Problem statement: Output the data as it stands. Each line must match exactly.

Task input:
"""

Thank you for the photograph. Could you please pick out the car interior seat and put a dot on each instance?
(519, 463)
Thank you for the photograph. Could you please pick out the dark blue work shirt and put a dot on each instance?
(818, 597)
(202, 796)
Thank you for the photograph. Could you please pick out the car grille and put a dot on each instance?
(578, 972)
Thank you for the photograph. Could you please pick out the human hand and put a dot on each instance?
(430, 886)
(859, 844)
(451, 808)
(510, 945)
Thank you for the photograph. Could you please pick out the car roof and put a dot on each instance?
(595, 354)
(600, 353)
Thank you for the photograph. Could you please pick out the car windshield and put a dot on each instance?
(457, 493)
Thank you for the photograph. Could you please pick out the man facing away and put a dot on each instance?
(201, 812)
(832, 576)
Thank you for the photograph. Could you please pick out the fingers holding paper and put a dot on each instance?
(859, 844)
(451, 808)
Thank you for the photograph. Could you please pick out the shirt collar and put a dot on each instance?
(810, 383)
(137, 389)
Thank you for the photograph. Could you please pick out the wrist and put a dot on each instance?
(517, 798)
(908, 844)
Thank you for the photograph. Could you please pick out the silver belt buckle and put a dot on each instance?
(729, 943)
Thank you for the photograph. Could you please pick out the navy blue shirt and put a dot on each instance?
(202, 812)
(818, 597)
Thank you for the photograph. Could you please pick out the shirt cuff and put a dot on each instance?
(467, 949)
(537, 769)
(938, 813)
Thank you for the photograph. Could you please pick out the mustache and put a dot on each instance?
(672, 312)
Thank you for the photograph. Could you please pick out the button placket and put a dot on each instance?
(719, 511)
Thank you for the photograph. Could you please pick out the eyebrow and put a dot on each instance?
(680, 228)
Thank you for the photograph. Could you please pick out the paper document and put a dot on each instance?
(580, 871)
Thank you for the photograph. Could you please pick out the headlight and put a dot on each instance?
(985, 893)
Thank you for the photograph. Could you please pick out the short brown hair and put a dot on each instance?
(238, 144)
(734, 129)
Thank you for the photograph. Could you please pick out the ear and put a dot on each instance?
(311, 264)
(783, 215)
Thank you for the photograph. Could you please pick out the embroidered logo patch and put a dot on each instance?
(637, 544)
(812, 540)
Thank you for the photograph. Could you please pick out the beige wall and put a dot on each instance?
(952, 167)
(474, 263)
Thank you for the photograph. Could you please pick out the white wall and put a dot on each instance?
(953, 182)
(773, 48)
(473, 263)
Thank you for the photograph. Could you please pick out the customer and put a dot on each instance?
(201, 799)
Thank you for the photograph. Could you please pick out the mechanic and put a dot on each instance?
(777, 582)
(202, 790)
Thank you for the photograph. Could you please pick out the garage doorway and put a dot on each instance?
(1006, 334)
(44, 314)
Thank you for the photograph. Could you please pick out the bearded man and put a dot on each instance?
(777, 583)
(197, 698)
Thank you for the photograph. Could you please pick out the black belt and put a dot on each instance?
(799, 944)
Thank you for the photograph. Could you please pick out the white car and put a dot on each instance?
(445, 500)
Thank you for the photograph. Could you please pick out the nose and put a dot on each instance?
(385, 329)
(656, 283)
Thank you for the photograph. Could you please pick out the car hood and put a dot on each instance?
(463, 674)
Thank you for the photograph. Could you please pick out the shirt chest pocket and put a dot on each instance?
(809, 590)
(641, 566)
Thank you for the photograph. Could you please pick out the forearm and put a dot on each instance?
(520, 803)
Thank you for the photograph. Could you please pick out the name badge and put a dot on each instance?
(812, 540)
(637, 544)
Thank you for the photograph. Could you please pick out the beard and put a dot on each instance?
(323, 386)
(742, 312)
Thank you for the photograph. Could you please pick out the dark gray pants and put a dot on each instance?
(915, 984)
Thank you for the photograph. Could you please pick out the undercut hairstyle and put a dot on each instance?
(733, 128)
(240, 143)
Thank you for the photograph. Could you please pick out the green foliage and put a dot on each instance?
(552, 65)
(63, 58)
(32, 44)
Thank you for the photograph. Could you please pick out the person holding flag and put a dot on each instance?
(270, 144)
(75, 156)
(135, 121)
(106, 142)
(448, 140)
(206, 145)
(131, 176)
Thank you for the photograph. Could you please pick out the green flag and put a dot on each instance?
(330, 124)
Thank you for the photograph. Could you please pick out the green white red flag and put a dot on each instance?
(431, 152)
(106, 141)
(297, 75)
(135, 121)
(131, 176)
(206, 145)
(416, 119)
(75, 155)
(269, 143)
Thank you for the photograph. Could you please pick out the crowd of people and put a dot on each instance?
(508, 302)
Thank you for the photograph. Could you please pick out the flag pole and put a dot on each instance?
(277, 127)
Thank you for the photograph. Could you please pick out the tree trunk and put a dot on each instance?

"""

Output:
Thank you for the photograph. Could you please pick out the car interior seat and put a dot on each instance?
(519, 463)
Thank you for the photograph. Could you please pick out the dark blue work shirt and put a dot on each instance?
(818, 597)
(202, 796)
Thank you for the photograph. Could you please pick out the car grille and put a dot on each instance?
(578, 972)
Thank you for the photograph. Could you please pick out the human hand and put a dot on each instance?
(430, 886)
(859, 844)
(451, 808)
(510, 945)
Thank you for the photograph. Could you please pick out the car roof and put a dot on each instance?
(595, 354)
(600, 353)
Thank you for the photograph. Could you please pick out the car windshield and put a dot on each instance?
(457, 493)
Thank you for the photograph. Could you please pick out the man facing away and put a dot on each instance?
(201, 812)
(832, 576)
Thank you for the photograph. Could you please pick out the fingers holding paper and put a dot on each instance?
(859, 844)
(451, 808)
Thank you for the photograph. Could you please pick out the shirt collar and put a dot on each instance?
(810, 383)
(137, 389)
Thank you for the photograph. Could you please pick out the wrist and put a dot on each instance?
(517, 798)
(908, 844)
Thank you for the photograph. Could you please pick out the silver belt buckle and put a dot on each instance?
(729, 943)
Thank you for the photograph. Could you please pick out the navy blue shirt and put a dot on each instance?
(202, 812)
(818, 597)
Thank you for the photograph. Could you please pick out the shirt cuff and put a dot on each instance?
(467, 949)
(537, 769)
(938, 813)
Thank you for the photograph. Could you please pick out the mustache and put a dot on each instance?
(672, 312)
Thank you for the photograph. Could you please pick out the button placket and put a dot on each instance?
(719, 511)
Thank you for the photograph. Could you please pick out the eyebrow and put a dot on each instance?
(680, 228)
Thank you for the photograph. Could you please pick out the paper document and put a dot on each instance?
(580, 871)
Thank you for the photograph. Could you please pick out the headlight and put a dot on each instance?
(985, 893)
Thank you for the photograph. Could you please pick out the short brown hair and put a dot on each instance?
(238, 144)
(734, 129)
Thank you for the photograph. Could you please pick out the ear and put a dot on each instance?
(311, 264)
(783, 215)
Thank you for the photograph. Could you please pick out the embroidered logo patch and put a dot on each instance?
(637, 544)
(812, 540)
Thank you for the photograph. Could you please pick out the beige wall and put a dot on each instance?
(952, 167)
(474, 263)
Thank you for the photograph. Could you please pick out the white wall and put a dot on each instance?
(953, 182)
(773, 48)
(473, 263)
Thank you for the photograph. Could you please pick out the customer and put a dot on each instance?
(201, 799)
Thank you for the photograph. Could you please pick out the mechanic and put a dot on each instance?
(777, 582)
(202, 790)
Thank you for the photograph. Could you please pick out the garage doorway and put a dot on each instance?
(1006, 334)
(44, 314)
Thank you for the photograph. Could you please pick out the bearded man and put a dot on each instance?
(777, 583)
(197, 698)
Thank you for the photograph. Could you please pick out the black belt and put a dot on each instance?
(799, 944)
Thank you for the photograph. Could you please pick out the white car and put a dot on each instance?
(445, 500)
Thank you for the photograph. Could you please pick out the nose and put a dot on each instance?
(385, 329)
(656, 283)
Thank you for the photograph. Could you please pick out the car hood and put a dot on each instance?
(463, 674)
Thank you for the photograph. Could you please pick out the shirt chest pocket and put a dot on each instance?
(809, 590)
(641, 566)
Thank you for the photograph. Could you please pick out the forearm and put a dot on each instance?
(520, 803)
Thank you for the photograph. Could you please pick out the name badge and put a dot on each instance?
(812, 540)
(637, 544)
Thank you for the photograph. Could you please pick out the beard and put a dot on each instance?
(323, 386)
(742, 312)
Thank you for the photograph. Could you please pick out the dark gray pants and put a dot on each instance?
(915, 984)
Thank you for the photograph. Could you please pick out the undercut hairstyle and put a dot on each instance?
(733, 128)
(240, 143)
Thank you for the photograph. Could you please pick out the green foliage and put a dot on each instance?
(552, 65)
(63, 58)
(32, 44)
Thank you for the photograph. Could you please pick out the person holding flag and put a dot on each instance?
(270, 144)
(75, 156)
(135, 121)
(106, 142)
(448, 140)
(206, 145)
(131, 176)
Thank you for the photograph. Could you please pick out the green flag and put a dot on each instance?
(330, 124)
Thank you for the photograph. Could you please pick out the green white red flag and put a dot on each instance?
(431, 152)
(106, 141)
(297, 75)
(135, 121)
(131, 176)
(206, 145)
(416, 119)
(75, 155)
(269, 143)
Thank you for the photograph. Could you please pick out the crowd of people and put a dot on each instance?
(508, 302)
Thank you for the photograph. Could you please pick out the flag pole and put a dot on each instance?
(277, 127)
Thank you for the photograph. Could you please pick out the tree trunk and put a dot on each instance?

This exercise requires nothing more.